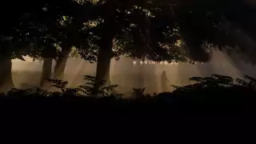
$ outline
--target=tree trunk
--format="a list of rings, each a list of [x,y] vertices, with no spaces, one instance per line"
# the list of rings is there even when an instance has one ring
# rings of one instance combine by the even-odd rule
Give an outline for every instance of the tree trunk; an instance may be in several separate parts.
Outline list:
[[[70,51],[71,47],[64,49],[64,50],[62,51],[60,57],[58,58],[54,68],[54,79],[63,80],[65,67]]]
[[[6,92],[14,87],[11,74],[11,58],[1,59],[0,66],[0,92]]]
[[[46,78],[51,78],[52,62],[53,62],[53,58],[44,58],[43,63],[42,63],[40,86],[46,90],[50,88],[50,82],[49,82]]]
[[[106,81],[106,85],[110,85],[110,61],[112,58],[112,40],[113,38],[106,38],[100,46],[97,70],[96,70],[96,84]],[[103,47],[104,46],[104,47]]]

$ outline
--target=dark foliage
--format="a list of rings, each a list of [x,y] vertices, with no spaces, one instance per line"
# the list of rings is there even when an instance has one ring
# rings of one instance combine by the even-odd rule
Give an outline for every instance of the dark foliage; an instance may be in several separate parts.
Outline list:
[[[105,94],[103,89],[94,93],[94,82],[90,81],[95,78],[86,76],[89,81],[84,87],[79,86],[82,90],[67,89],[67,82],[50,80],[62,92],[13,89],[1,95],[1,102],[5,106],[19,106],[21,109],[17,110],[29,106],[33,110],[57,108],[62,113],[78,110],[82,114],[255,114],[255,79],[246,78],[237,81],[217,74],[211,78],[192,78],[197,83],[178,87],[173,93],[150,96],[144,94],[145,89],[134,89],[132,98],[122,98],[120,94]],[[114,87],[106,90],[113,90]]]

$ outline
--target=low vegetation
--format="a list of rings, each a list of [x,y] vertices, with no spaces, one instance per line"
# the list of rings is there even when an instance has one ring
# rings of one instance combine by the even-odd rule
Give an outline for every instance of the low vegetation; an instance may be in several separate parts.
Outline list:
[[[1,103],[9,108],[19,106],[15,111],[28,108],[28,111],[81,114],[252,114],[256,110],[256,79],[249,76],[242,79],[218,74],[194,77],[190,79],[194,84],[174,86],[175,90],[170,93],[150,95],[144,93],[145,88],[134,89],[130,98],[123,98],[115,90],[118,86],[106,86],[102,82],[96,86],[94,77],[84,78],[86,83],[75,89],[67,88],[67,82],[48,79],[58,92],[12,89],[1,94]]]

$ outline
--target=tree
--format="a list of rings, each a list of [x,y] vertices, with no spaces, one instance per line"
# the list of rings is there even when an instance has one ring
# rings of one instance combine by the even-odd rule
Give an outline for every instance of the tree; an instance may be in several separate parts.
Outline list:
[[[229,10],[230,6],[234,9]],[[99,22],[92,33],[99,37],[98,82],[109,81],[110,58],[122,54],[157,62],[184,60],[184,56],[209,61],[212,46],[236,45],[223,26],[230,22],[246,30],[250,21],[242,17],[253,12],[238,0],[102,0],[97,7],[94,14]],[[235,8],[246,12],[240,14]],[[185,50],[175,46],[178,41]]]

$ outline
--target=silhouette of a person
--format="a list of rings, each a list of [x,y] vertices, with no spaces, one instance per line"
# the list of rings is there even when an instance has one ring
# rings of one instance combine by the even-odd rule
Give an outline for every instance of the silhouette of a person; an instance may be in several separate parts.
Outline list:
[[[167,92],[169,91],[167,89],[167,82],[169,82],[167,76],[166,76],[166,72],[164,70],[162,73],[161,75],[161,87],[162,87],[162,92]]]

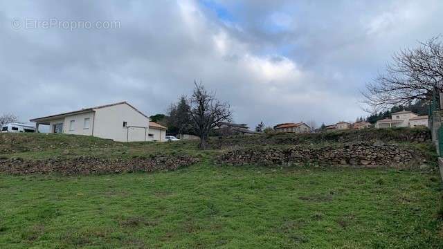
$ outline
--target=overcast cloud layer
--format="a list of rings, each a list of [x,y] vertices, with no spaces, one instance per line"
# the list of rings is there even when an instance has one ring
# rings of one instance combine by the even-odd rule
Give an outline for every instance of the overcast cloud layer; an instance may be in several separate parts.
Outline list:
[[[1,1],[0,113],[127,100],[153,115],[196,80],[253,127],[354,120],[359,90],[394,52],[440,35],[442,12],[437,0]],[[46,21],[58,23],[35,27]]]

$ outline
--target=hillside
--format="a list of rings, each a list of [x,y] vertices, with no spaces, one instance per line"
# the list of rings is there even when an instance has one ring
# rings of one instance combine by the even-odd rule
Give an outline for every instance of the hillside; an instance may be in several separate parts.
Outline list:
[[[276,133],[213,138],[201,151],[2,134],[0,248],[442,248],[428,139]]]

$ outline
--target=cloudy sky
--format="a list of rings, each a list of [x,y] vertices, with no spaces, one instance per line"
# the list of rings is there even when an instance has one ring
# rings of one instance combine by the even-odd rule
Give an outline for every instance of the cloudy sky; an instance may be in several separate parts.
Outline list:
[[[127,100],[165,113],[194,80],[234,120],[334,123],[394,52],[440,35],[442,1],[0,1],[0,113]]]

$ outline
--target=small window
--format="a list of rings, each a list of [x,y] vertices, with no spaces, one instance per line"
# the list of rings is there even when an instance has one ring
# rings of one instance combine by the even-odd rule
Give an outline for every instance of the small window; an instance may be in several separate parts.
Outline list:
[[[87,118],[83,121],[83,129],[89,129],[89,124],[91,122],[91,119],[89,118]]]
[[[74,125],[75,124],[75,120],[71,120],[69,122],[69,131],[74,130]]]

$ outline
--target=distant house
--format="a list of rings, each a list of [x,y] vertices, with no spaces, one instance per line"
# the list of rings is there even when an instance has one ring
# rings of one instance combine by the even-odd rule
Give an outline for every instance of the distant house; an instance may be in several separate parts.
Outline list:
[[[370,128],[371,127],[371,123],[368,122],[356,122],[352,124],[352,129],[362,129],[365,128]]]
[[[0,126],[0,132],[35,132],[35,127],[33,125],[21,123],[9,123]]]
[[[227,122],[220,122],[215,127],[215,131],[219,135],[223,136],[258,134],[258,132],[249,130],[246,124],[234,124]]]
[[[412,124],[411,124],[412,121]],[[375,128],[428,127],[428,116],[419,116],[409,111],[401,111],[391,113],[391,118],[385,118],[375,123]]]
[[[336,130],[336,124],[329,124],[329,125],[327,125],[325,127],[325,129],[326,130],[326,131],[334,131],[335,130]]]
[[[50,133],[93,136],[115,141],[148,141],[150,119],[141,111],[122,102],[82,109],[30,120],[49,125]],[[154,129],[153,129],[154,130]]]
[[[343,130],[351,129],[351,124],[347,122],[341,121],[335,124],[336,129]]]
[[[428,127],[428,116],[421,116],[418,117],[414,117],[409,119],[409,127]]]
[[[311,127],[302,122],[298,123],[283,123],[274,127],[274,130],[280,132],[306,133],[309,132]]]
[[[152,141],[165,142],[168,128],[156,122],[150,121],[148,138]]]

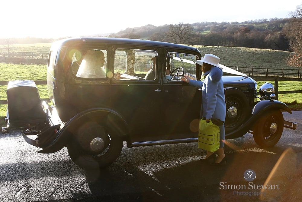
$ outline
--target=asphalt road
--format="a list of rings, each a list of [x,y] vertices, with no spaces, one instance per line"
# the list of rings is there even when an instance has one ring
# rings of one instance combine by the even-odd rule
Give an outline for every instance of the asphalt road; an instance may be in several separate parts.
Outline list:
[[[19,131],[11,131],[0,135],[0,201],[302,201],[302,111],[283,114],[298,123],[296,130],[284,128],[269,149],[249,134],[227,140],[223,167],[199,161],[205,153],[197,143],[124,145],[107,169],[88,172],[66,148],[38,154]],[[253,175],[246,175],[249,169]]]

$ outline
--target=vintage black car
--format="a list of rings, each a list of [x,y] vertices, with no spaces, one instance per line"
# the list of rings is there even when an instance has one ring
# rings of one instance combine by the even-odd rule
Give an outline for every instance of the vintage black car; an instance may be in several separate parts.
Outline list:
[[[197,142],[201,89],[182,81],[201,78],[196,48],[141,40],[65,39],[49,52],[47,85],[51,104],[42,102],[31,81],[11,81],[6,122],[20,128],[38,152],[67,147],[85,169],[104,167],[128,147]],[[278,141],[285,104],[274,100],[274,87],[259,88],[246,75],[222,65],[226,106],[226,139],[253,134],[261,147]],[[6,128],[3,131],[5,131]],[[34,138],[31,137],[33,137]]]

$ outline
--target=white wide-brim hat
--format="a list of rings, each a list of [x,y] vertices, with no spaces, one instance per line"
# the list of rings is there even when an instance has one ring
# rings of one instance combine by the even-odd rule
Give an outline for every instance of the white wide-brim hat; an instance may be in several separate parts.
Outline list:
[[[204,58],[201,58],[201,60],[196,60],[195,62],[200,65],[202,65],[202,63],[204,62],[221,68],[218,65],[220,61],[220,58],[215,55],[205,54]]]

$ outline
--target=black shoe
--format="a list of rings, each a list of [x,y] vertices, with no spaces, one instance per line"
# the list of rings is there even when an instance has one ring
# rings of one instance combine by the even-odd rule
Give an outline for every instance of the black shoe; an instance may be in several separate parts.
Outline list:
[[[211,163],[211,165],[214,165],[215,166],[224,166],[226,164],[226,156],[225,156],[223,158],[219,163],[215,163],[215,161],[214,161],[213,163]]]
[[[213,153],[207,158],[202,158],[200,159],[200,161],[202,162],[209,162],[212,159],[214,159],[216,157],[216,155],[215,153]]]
·····
- **STATED GOAL**
Return every line of the entries above that contains the word "layer".

- **REPLY TO THE TASK**
--target=overcast cloud layer
Give an outline for every instance of the overcast cloud layer; an instance may be in several separate parts.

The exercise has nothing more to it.